- [Page text]
= = = =

The decision on whether to exercise the bloc opt-out is important and sensitive for the United Kingdom. On that point at least, I agree with my hon. Friend the Member for Harwich and North Essex (Mr Jenkin). Its implications for the whole range of complex, technical and often interrelated measures will need to be carefully considered, and they ought to be carefully considered by Government and Parliament. I agree completely that Parliament should give its view on a decision of such national importance. That is why the Government have committed publicly to having a vote in both Houses before making a formal decision on whether we wish to opt in or out.

As outlined in my written statement on 20 January, we will

“conduct further consultations on the arrangements for this vote, in particular with the European Scrutiny Committees, and the Commons and Lords Home Affairs and Justice Select Committees”.—[Official Report, 20 January 2011; Vol. 521, c. 51WS.]

The 2014 decision, however, concerns measures that the UK agreed pre-Lisbon, and in most cases they have already been transposed into United Kingdom law and implemented.

I shall respond briefly to a couple of points that my hon. Friend has raised. Civil justice measures are already subject to European Court of Justice jurisdiction—and were so prior to the Lisbon treaty. The measures falling within the scope of the 2014 decision on criminal justice were not subject to section 2(2) of the European Communities Act 1972 before the Lisbon treaty; the majority of those items of legislation, which are in force in this country, required their own separate Acts of Parliament in order to be implemented, including the Extradition Act 2003, which implemented the European arrest warrant, and about which hon. Members on both sides of the House have many concerns.

If the UK were to decide to remain in the pillar three measures, no new transfer of power or competence would therefore be associated with that decision: it would be neither a treaty change nor a ratchet clause. The decision for 2014 is therefore different in kind from the decisions that we propose, in the Bill, to subject to either a referendum or a primary legislative lock.

Until the Government have decided what to propose on the bloc opt-out, it is difficult to reach any decisions about what to do on subsequent opt-ins, but such decisions seem to have similarities with the decisions on post-adoption opt-ins to new pieces of JHA legislation, with the important difference that this country will already have participated in the measures in question.

= = = =

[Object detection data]
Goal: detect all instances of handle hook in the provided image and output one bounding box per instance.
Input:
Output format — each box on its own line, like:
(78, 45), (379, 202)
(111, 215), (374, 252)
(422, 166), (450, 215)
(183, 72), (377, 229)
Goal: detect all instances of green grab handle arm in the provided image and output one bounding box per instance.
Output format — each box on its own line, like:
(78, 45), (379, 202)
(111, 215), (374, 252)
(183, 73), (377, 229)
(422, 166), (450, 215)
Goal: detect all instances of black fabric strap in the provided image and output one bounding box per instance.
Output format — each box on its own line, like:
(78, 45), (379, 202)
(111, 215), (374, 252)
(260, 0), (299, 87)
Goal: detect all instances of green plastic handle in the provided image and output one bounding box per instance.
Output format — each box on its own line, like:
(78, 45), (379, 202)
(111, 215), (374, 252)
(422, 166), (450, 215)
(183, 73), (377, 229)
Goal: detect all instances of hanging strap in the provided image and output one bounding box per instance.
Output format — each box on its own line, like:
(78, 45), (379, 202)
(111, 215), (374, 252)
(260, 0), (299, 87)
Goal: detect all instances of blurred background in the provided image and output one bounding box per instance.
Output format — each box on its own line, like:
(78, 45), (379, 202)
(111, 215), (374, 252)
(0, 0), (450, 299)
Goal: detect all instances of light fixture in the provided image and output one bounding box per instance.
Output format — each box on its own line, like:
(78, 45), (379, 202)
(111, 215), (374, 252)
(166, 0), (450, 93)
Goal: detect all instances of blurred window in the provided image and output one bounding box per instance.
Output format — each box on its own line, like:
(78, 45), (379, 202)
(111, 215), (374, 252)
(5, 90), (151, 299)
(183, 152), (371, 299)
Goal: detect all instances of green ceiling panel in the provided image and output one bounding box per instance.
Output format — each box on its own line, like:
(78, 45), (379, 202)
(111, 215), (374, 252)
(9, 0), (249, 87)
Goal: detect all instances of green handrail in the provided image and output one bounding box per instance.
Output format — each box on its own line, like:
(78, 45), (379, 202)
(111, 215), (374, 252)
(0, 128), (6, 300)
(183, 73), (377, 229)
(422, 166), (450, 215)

= = = =

- [To be done]
- 1) According to the parliamentary text, which Act implemented the European arrest warrant?
- 2) Swap "handle hook" for "hanging hook" in the listing's stretch from its start through the line containing "(183, 72), (377, 229)", leaving everything else unchanged, and give back only those lines.
The page text and the listing were taken from unrelated sources.

- [Responses in order]
- 1) The Extradition Act 2003.

- 2)
Goal: detect all instances of hanging hook in the provided image and output one bounding box per instance.
Input:
Output format — each box on its own line, like:
(78, 45), (379, 202)
(111, 215), (374, 252)
(422, 166), (450, 215)
(183, 72), (377, 229)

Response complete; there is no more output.